Collected data:
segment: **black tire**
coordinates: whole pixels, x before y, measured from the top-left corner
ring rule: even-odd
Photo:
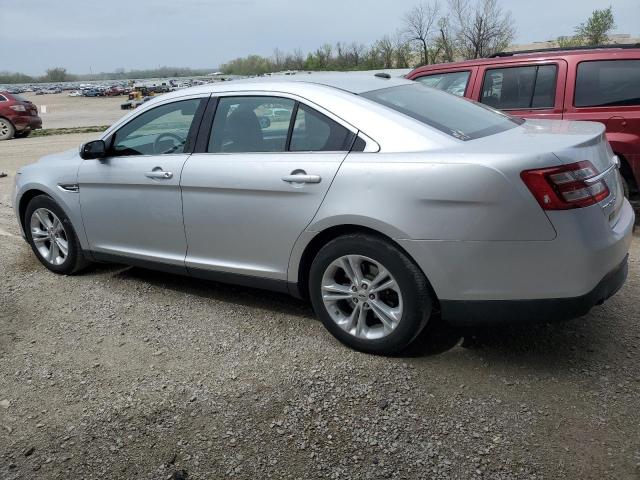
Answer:
[[[64,229],[68,248],[64,261],[57,265],[49,262],[42,255],[42,253],[36,247],[36,244],[32,237],[31,217],[33,216],[33,213],[40,208],[49,210],[58,217],[60,222],[62,222],[62,227]],[[36,254],[38,260],[40,260],[40,262],[49,270],[60,275],[72,275],[89,265],[90,262],[87,261],[82,254],[82,250],[80,249],[80,242],[78,242],[78,237],[73,228],[73,225],[71,224],[71,221],[65,215],[64,210],[62,210],[62,208],[60,208],[51,197],[47,195],[38,195],[37,197],[34,197],[27,205],[23,220],[27,240],[29,242],[29,245],[31,245],[33,253]]]
[[[629,195],[631,194],[629,190],[629,182],[622,175],[620,175],[620,180],[622,181],[622,191],[624,192],[624,196],[629,199]]]
[[[21,132],[15,132],[13,134],[14,138],[27,138],[29,135],[31,135],[31,130],[23,130]]]
[[[10,140],[16,132],[13,123],[0,117],[0,140]]]
[[[327,312],[322,298],[322,278],[331,263],[345,255],[375,260],[398,284],[402,293],[402,316],[395,329],[382,338],[358,338],[340,327]],[[405,349],[424,329],[433,307],[429,284],[418,266],[391,242],[369,234],[344,235],[320,249],[309,272],[309,297],[316,315],[334,337],[355,350],[378,355],[391,355]]]

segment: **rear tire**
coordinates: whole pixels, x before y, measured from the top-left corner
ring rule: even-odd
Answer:
[[[29,202],[24,227],[33,253],[52,272],[71,275],[90,263],[82,255],[71,221],[51,197],[38,195]]]
[[[16,129],[6,118],[0,118],[0,140],[9,140],[13,138]]]
[[[629,196],[631,195],[631,190],[629,189],[629,182],[622,175],[620,175],[620,180],[622,181],[622,191],[624,192],[624,196],[628,200],[630,198]]]
[[[333,336],[373,354],[406,348],[433,306],[418,266],[391,242],[369,234],[344,235],[320,249],[309,272],[309,296]]]

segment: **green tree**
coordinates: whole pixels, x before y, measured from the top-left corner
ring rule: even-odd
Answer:
[[[50,68],[44,76],[46,82],[66,82],[69,80],[67,69],[62,67]]]
[[[609,41],[609,32],[616,28],[611,6],[594,10],[586,23],[576,27],[576,37],[584,39],[586,45],[602,45]]]

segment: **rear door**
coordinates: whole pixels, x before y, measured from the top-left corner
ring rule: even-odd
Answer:
[[[471,98],[517,117],[559,120],[566,78],[564,60],[487,65]]]
[[[412,80],[428,87],[444,90],[458,97],[468,97],[471,94],[477,71],[477,67],[437,70],[427,72],[419,77],[414,77]]]
[[[285,281],[293,245],[354,138],[330,113],[286,95],[212,99],[182,173],[189,271]]]

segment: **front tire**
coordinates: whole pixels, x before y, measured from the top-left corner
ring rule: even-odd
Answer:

Assignment ▸ From the line holding "segment: **green tree**" down to the final line above, quote every line exactly and only those lines.

Your solution ▸
segment: **green tree**
coordinates: whole pixels, x before y, measured from the top-left corner
ring rule: even-odd
Answer:
[[[50,68],[44,76],[46,82],[66,82],[69,80],[67,69],[62,67]]]
[[[609,41],[609,32],[616,28],[611,6],[594,10],[586,23],[576,27],[576,37],[584,39],[586,45],[602,45]]]

segment: **rear door**
coordinates: whole pixels, x before y, measured from the top-left corner
ring rule: even-odd
Answer:
[[[471,98],[517,117],[559,120],[566,78],[564,60],[487,65]]]
[[[412,80],[428,87],[444,90],[458,97],[468,97],[471,94],[477,71],[477,67],[437,70],[427,72],[419,77],[414,77]]]
[[[285,281],[293,245],[354,138],[330,113],[286,95],[212,99],[182,173],[189,271]]]

segment: **front tire**
coordinates: whole pixels, x before y, measured from the top-left corner
ring rule: even-odd
Answer:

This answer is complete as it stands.